ROWS »
######
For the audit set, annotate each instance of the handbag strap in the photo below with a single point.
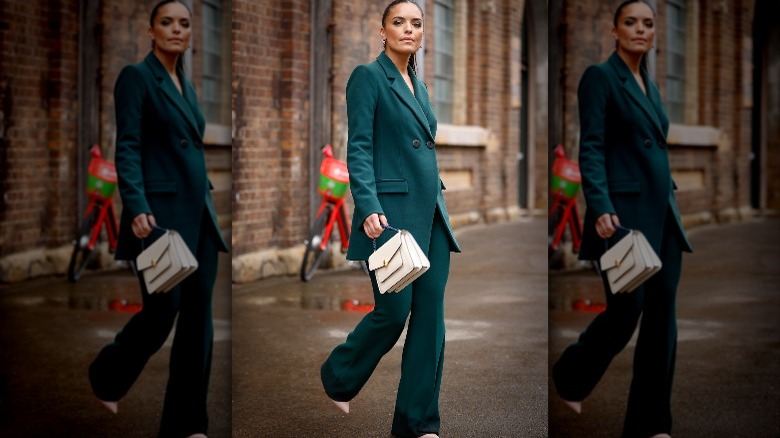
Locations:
######
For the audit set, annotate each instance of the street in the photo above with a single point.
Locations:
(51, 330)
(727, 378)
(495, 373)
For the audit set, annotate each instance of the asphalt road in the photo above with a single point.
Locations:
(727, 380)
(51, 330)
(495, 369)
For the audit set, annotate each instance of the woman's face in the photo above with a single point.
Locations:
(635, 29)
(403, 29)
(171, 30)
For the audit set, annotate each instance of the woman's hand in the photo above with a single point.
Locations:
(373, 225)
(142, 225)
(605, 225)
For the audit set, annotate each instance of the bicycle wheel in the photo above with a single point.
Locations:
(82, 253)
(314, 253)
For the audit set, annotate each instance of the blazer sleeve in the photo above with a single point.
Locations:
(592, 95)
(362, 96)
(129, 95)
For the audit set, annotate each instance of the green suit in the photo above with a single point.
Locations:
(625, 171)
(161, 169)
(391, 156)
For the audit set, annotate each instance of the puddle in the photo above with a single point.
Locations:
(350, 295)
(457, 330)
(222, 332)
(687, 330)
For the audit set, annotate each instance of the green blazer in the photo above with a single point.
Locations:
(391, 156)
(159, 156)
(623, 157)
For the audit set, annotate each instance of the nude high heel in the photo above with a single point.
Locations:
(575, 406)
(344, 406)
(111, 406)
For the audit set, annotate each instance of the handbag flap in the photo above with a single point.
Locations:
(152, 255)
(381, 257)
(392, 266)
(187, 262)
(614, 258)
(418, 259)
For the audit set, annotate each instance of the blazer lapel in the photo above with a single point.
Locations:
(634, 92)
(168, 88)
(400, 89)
######
Report how many lines in the records above contain the word "green". Reply with the number alone.

WRITTEN REPLY »
2